[EXTRAIT SOURCE]:
On les regarde, dans le métro, le train, en se baladant, ces grandes structures en verre qui sortent systématiquement de terre à côté du périph ou d’un nouvel arrêt de RER. Pas d’aménagement urbain, ou de nouvelles lignes de transport, sans immeubles de bureaux flambant neufs.
Mais ces immeubles sont vides. Ces boîtes en verre, assez laides, ne semblent jamais se remplir et faire vivre les nouveaux quartiers du Grand Paris. Naturellement, pleins de bon sens et d’espoir en nos dirigeants et leurs aménageurs, nous pourrions espérer que des entreprises prévoient bien de s’y installer, et d’amener ainsi de nouveaux emplois et ressources, quand bien même ces champignons brillants ne satisfont aucun besoin des habitants de ces lieux.
Comme on le suspectait, ces immeubles de bureaux resteront probablement vides.
Dans Immobilier hors sol. Comment la finance s’empare de nos villes, Marine Duros¹ a infiltré pendant quelques mois un bureau d’études, employé par les entreprises d’investissement en immobilier de bureaux. Cet ouvrage nous permet d’expliquer la présence de ces champignons en verre pullulant au bord de nos lignes de RER.
Il explique comment nous en sommes venus à construire du vide dans une des villes les plus chères du monde, gouvernée par des socialistes, en proie à une gentrification massive, à l’heure de la lutte contre l’étalement urbain. Marine Duros nous présente les spéculateurs financiers de l’immobilier de bureaux, parasites sociaux dont les pratiques devraient nous appeler aux armes pour occuper ces tours.
Le récit de Duros suit la manière dont l’immobilier de bureaux passe d’un bien patrimonial à un objet financier. Un bien immobilier représentait originellement un investissement de long terme, aux rendements faibles mais constants, et pouvait avoir le même propriétaire pendant plusieurs décennies. Cependant, dans les années 1980, ces biens deviennent trop chers à entretenir en raison des privatisations et des exigences croissantes des investisseurs. Ainsi, les entreprises propriétaires de leurs bureaux préfèrent devenir locataires, et de nombreux immeubles sont vendus. C’est au moment de cet afflux d’immobilier d’entreprise sur le marché que les nouveaux acheteurs décident de procéder à une toute autre gestion de ces biens.
La financiarisation de l’immobilier d’entreprise n’est cependant pas le fait de méchants investisseurs américains, important leurs pratiques néfastes dans nos villes, mais bien d’investisseurs franco-français. Cette initiative est amorcée par les « zinzins », surnom donné aux investisseurs institutionnels en France comme la Caisse des Dépôts ou des compagnies d’assurance originellement publiques. Ces organismes, qui structurent l’économie française, commencent à investir dans les années 1980 dans l’immobilier d’entreprise, soit « en direct » par l’achat d’un immeuble entier, soit par l’achat de morceaux d’immeubles, appelé vente « pierre-papier »².

[DONNÉES FOURNIES]:
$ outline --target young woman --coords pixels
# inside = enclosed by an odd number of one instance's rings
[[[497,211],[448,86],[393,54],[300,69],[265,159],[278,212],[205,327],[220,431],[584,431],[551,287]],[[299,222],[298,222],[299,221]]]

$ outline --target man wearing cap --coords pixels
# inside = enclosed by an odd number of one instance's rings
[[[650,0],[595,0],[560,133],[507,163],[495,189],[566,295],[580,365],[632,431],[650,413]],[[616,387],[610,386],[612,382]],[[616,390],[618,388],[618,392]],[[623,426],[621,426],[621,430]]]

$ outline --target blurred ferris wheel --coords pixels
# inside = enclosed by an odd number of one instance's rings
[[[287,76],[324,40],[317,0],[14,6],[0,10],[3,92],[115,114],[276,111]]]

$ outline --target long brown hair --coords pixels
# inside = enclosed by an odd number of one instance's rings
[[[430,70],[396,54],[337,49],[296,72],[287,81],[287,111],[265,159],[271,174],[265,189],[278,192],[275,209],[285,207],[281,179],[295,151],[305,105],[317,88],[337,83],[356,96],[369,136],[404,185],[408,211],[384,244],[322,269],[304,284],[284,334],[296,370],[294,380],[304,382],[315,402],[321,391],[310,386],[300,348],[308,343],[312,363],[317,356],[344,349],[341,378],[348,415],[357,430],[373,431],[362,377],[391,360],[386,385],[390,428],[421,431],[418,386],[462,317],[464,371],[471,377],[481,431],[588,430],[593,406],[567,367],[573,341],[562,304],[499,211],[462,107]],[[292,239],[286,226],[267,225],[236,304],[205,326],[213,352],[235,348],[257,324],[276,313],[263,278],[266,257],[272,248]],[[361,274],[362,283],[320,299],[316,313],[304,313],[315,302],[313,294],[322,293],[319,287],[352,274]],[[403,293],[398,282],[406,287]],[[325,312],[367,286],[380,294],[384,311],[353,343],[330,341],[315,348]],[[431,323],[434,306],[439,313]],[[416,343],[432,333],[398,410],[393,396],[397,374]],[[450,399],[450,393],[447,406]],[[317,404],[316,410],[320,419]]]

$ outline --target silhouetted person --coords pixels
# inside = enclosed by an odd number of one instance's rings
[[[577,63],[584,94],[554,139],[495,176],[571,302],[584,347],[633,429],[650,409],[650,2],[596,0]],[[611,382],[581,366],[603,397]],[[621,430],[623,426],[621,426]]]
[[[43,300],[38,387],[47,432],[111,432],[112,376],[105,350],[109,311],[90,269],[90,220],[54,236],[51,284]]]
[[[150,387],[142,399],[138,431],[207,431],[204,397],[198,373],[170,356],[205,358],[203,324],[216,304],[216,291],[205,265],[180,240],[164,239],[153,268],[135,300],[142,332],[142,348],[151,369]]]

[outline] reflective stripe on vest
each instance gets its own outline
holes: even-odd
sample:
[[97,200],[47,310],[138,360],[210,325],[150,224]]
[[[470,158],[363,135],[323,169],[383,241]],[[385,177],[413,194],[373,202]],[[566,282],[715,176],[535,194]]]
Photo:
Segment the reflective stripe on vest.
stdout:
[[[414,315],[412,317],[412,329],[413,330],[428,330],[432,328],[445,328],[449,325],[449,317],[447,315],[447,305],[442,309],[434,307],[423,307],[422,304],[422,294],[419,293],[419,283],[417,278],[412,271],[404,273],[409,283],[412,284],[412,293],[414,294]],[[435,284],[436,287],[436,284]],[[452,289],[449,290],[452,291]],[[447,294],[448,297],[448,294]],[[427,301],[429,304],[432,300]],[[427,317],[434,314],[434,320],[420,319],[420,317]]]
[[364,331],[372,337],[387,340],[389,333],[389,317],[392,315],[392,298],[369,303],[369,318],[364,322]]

[TRAVAIL À FAIRE]:
**A)** Répondez aux questions suivantes à partir de l'extrait sur l'immobilier de bureaux :
(i) Pendant combien de temps Marine Duros a-t-elle infiltré un bureau d'études ?
(ii) Au cours de quelle décennie ces biens deviennent-ils trop chers à entretenir ?
(iii) Quel surnom donne-t-on aux investisseurs institutionnels en France ?
**B)** Recopiez le passage de l'extrait sur l'immobilier de bureaux qui va de « Dans Immobilier hors » jusqu'à « lignes de RER. ».
**C)** Prolongez l'extrait sur l'immobilier de bureaux à partir de sa dernière phrase.

[CORRIGÉ DES EXERCICES]:
**A)**
(i) Pendant quelques mois.
(ii) Dans les années 1980.
(iii) Les « zinzins ».

**B)**
Dans Immobilier hors sol. Comment la finance s’empare de nos villes, Marine Duros¹ a infiltré pendant quelques mois un bureau d’études, employé par les entreprises d’investissement en immobilier de bureaux. Cet ouvrage nous permet d’expliquer la présence de ces champignons en verre pullulant au bord de nos lignes de RER.

**C)**
Alors qu’ils ne représentaient jusqu’à présent que « la cinquième roue du carrosse »³, les départements immobiliers de nos « zinzins » se développent massivement, se destinant à présent à gérer le patrimoine immobilier des investisseurs comme un asset. Cela mène dans les années 1990 à la création de sociétés de gestion d’actifs immobiliers comme Acofi Gestion, puis à la naissance de filiales de gestion d’actifs immobiliers au sein d’entreprises comme Axa.
Ce n’est qu’après la transformation de ce marché patrimonial en un marché financiarisé par des acteurs français institutionnels, soutenus par l’État, que les capitalistes du monde affluent vers Paris pour y déverser leur capital. Les fonds américains ne débarquent pour investir dans l’immobilier de bureau français et francilien qu’après leur propre crise immobilière et financière en 1987, la crise des Savings and loan. Ces investissements ont pu facilement atterrir dans un marché créé et maintenu par nos parasites bleu-blanc-rouge. Les investisseurs étrangers furent d’ailleurs conseillés par les mêmes sociétés de gestion d’actifs immobiliers que nos « zinzins ».
LE BRAS ARMÉ DE LA SPÉCULATION : LES SOCIÉTÉS DE GESTION D’ACTIFS IMMOBILIERS
Responsables majeurs du constat sévère que l’on dresse aujourd’hui, les sociétés de gestion d’actifs immobiliers sont les acteurs de la financiarisation de l’immobilier. Ils « appliquent des techniques de gestion issues de la sphère financière » à l’immobilier d’entreprise, transformant un secteur stable et peu rentable sur le court terme en une vache à lait, dérégulée, désencastrée, inutile. Les sociétés de gestion d’actifs interviennent pour gérer les biens immobiliers des « zinzins », délivrant de larges profits aux investisseurs par la revalorisation et la vente rapide d’immeubles de bureaux dans un contexte de « convention haussière » du marché. Agents de la spéculation, ces sociétés de gestion proposent aussi l’externalisation de la gestion technique et de l’entretien des immeubles pour baisser les coûts matériels.
Duros décrit l’institutionnalisation de ces sociétés de gestion d’actifs, qui légitime et consolide leur entreprise. Ce traitement financier des biens immobiliers configure la ville au gré des aléas du marché d’immobilier d’entreprise. Il appartient aux services de ces cabinets de conseil de transformer notre ville, nos espaces, nos lieux de vie. Entre leurs mains, l’espace ne répondra qu’à leurs besoins, jamais aux nôtres.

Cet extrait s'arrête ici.